Excerpt:
● ● ●
Giter Site home page Giter Site logo

Comments (34)

TommyJones avatar TommyJones commented on August 18, 2024 2

Hi, guys. @sweetmals, to answer your question: probabilistic coherence is now documented in one of the vignettes. GitHub version here: https://github.com/TommyJones/textmineR/blob/master/vignettes/c_topic_modeling.Rmd CRAN version here: https://cran.r-project.org/web/packages/textmineR/vignettes/c_topic_modeling.html

However, I messed up the probabilities in the description. (Instead of "P(a|b) - P(b)", it should read "P(b|a) - P(b)", for example.) I've opened the issue here: #38

@manuelbickel did just implement a bunch of coherence measures in text2vec. He also cited a paper comparing various topic coherence measures that's worth checking out: https://pdfs.semanticscholar.org/03a0/62fdcd13c9287a2d4e1d6d057fd2e083281c.pdf

The UMass measure performs poorly. They also use a measure that seems to be identical to probabilistic coherence. (Looks like their citation was 2007. I independently derived probabilistic coherence in 2013. So, I guess it's theirs. :-/)

Anyway, I hope this is helpful. I'll get to #38 this summer.

from textminer.

TommyJones avatar TommyJones commented on August 18, 2024 1

Hi Manuel. CalcProbCoherence does not implement the measure proposed by Mimno et al. (http://dirichlet.net/pdf/mimno11optimizing.pdf) Instead, it is a measure that I developed. (I haven't yet written it up, but it will be part of my PhD dissertation. That'll be sometime in the next two years.)
● ● ●
Input material:

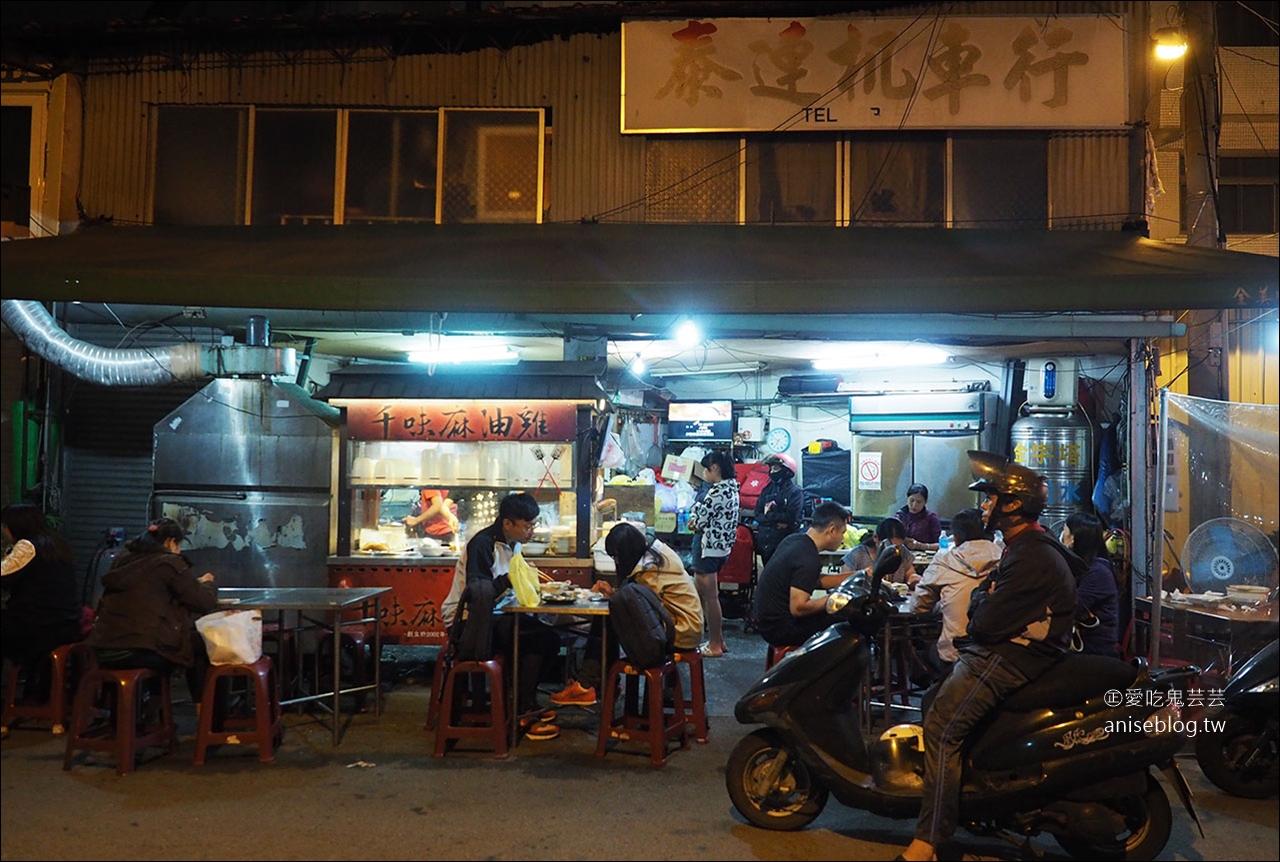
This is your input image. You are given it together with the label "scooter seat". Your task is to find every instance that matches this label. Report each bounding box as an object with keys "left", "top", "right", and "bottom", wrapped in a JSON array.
[{"left": 1000, "top": 653, "right": 1138, "bottom": 712}]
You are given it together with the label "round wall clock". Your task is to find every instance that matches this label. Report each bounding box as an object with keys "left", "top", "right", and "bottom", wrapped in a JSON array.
[{"left": 764, "top": 428, "right": 791, "bottom": 452}]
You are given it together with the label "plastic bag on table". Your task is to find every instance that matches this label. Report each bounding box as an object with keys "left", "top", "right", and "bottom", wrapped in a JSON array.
[
  {"left": 196, "top": 610, "right": 262, "bottom": 665},
  {"left": 507, "top": 551, "right": 543, "bottom": 607}
]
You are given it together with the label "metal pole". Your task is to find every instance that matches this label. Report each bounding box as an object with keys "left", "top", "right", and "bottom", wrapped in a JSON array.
[{"left": 1151, "top": 387, "right": 1169, "bottom": 667}]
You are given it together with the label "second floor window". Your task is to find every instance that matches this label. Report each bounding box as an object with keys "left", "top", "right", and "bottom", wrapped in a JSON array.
[{"left": 152, "top": 105, "right": 545, "bottom": 225}]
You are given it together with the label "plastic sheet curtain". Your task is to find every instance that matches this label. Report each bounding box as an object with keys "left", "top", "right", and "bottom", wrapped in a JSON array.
[{"left": 1151, "top": 389, "right": 1280, "bottom": 667}]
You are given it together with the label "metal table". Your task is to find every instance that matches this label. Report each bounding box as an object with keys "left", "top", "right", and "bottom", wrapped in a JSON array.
[{"left": 218, "top": 587, "right": 390, "bottom": 747}]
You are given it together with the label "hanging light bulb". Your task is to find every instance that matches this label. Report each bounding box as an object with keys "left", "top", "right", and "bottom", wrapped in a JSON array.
[{"left": 1151, "top": 27, "right": 1187, "bottom": 60}]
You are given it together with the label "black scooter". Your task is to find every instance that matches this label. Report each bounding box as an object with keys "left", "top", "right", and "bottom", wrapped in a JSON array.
[
  {"left": 726, "top": 547, "right": 1203, "bottom": 859},
  {"left": 1196, "top": 640, "right": 1280, "bottom": 799}
]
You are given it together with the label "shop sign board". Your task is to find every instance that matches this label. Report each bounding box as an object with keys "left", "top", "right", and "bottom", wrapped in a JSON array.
[
  {"left": 622, "top": 14, "right": 1128, "bottom": 133},
  {"left": 340, "top": 398, "right": 579, "bottom": 443}
]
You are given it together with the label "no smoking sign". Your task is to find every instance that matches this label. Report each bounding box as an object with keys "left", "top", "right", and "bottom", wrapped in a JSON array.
[{"left": 858, "top": 452, "right": 881, "bottom": 491}]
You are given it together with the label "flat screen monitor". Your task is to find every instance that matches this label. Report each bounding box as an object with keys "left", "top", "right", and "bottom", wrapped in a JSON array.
[{"left": 667, "top": 401, "right": 733, "bottom": 443}]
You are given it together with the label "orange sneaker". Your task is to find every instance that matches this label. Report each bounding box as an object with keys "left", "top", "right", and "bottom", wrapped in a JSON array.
[{"left": 550, "top": 680, "right": 595, "bottom": 706}]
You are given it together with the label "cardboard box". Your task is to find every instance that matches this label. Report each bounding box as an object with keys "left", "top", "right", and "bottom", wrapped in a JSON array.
[{"left": 662, "top": 455, "right": 707, "bottom": 485}]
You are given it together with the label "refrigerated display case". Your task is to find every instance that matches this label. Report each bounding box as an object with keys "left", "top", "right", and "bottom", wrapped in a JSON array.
[{"left": 314, "top": 361, "right": 599, "bottom": 644}]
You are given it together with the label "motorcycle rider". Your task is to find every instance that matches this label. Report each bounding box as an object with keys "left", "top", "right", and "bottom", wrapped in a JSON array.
[
  {"left": 754, "top": 452, "right": 804, "bottom": 562},
  {"left": 896, "top": 450, "right": 1084, "bottom": 859}
]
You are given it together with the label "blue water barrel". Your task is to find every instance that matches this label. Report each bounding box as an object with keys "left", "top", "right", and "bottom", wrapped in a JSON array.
[{"left": 1009, "top": 410, "right": 1093, "bottom": 528}]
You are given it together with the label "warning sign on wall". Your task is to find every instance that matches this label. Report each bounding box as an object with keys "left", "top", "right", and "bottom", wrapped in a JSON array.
[{"left": 858, "top": 452, "right": 881, "bottom": 491}]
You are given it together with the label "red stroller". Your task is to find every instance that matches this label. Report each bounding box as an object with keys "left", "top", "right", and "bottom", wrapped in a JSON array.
[{"left": 717, "top": 524, "right": 758, "bottom": 633}]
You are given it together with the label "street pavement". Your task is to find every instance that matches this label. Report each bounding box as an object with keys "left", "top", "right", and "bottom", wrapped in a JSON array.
[{"left": 0, "top": 620, "right": 1280, "bottom": 861}]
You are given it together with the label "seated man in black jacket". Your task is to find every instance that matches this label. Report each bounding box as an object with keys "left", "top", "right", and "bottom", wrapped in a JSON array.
[
  {"left": 897, "top": 451, "right": 1084, "bottom": 859},
  {"left": 440, "top": 492, "right": 559, "bottom": 739},
  {"left": 751, "top": 502, "right": 849, "bottom": 647}
]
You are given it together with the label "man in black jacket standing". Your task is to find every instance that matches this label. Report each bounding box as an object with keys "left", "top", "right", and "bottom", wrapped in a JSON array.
[
  {"left": 897, "top": 451, "right": 1084, "bottom": 859},
  {"left": 753, "top": 453, "right": 804, "bottom": 562}
]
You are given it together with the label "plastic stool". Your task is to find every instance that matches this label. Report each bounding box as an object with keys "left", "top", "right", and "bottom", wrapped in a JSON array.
[
  {"left": 63, "top": 667, "right": 178, "bottom": 775},
  {"left": 316, "top": 624, "right": 379, "bottom": 712},
  {"left": 764, "top": 644, "right": 800, "bottom": 670},
  {"left": 595, "top": 658, "right": 689, "bottom": 766},
  {"left": 428, "top": 657, "right": 508, "bottom": 760},
  {"left": 191, "top": 656, "right": 284, "bottom": 766},
  {"left": 422, "top": 643, "right": 453, "bottom": 730},
  {"left": 262, "top": 621, "right": 302, "bottom": 699},
  {"left": 0, "top": 642, "right": 96, "bottom": 735},
  {"left": 672, "top": 648, "right": 710, "bottom": 743}
]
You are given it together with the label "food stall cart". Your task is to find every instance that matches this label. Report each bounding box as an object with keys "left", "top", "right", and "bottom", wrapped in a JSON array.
[{"left": 319, "top": 362, "right": 607, "bottom": 644}]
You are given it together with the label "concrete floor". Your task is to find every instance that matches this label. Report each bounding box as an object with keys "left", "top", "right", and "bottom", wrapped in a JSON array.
[{"left": 0, "top": 620, "right": 1277, "bottom": 859}]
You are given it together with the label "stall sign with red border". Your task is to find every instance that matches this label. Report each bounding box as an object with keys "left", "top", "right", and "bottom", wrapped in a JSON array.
[{"left": 334, "top": 398, "right": 585, "bottom": 443}]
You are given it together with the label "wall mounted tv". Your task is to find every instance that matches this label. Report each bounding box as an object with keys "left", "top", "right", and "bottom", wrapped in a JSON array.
[{"left": 667, "top": 401, "right": 733, "bottom": 443}]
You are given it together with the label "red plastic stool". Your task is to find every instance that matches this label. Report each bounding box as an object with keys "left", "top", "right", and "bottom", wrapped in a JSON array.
[
  {"left": 316, "top": 624, "right": 379, "bottom": 712},
  {"left": 63, "top": 667, "right": 178, "bottom": 775},
  {"left": 262, "top": 621, "right": 302, "bottom": 699},
  {"left": 428, "top": 657, "right": 508, "bottom": 760},
  {"left": 422, "top": 643, "right": 453, "bottom": 730},
  {"left": 672, "top": 648, "right": 710, "bottom": 743},
  {"left": 764, "top": 644, "right": 800, "bottom": 670},
  {"left": 595, "top": 658, "right": 689, "bottom": 766},
  {"left": 0, "top": 642, "right": 96, "bottom": 735}
]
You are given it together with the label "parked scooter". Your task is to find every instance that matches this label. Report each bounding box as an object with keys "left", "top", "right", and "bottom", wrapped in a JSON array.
[
  {"left": 726, "top": 546, "right": 1199, "bottom": 859},
  {"left": 1196, "top": 640, "right": 1280, "bottom": 799}
]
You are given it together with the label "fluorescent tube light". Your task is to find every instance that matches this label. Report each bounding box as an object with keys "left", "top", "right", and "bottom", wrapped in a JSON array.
[
  {"left": 408, "top": 345, "right": 520, "bottom": 365},
  {"left": 653, "top": 362, "right": 764, "bottom": 377},
  {"left": 813, "top": 342, "right": 950, "bottom": 371}
]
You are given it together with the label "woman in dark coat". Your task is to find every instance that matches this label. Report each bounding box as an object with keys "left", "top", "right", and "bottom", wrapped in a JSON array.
[
  {"left": 1062, "top": 512, "right": 1120, "bottom": 658},
  {"left": 88, "top": 517, "right": 218, "bottom": 703},
  {"left": 0, "top": 503, "right": 84, "bottom": 717}
]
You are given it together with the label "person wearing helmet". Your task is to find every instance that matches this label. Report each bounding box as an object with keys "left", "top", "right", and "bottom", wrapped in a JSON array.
[
  {"left": 755, "top": 453, "right": 804, "bottom": 562},
  {"left": 897, "top": 450, "right": 1085, "bottom": 859}
]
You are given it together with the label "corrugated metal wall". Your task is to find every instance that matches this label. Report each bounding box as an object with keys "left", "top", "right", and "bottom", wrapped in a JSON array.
[
  {"left": 81, "top": 33, "right": 644, "bottom": 222},
  {"left": 54, "top": 321, "right": 220, "bottom": 591},
  {"left": 72, "top": 3, "right": 1144, "bottom": 228},
  {"left": 1048, "top": 132, "right": 1132, "bottom": 231}
]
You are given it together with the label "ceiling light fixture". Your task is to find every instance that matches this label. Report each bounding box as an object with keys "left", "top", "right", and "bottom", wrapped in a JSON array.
[
  {"left": 408, "top": 339, "right": 520, "bottom": 365},
  {"left": 653, "top": 362, "right": 764, "bottom": 377},
  {"left": 813, "top": 341, "right": 951, "bottom": 371},
  {"left": 676, "top": 319, "right": 703, "bottom": 350}
]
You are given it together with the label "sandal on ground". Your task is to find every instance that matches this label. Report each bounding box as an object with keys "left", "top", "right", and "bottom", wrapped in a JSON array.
[{"left": 520, "top": 717, "right": 559, "bottom": 742}]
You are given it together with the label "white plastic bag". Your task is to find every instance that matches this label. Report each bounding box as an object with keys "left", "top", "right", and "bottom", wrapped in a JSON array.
[{"left": 196, "top": 610, "right": 262, "bottom": 665}]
● ● ●
Your tasks:
1 - Copy the thread again, starting at "The UMass measure" and ending at "#38 this summer.", but switch "summer" to "fall".
2 - Filter the records and list each line that contains the string "stool", matching its case exactly.

Answers for the tasks:
1 -
The UMass measure performs poorly. They also use a measure that seems to be identical to probabilistic coherence. (Looks like their citation was 2007. I independently derived probabilistic coherence in 2013. So, I guess it's theirs. :-/)

Anyway, I hope this is helpful. I'll get to #38 this fall.

2 -
You are given it together with the label "plastic stool". Your task is to find every instance that matches this label. Report each bounding box as an object with keys "left", "top", "right", and "bottom", wrapped in a JSON array.
You are given it together with the label "red plastic stool". Your task is to find every instance that matches this label. Report each bounding box as an object with keys "left", "top", "right", and "bottom", wrapped in a JSON array.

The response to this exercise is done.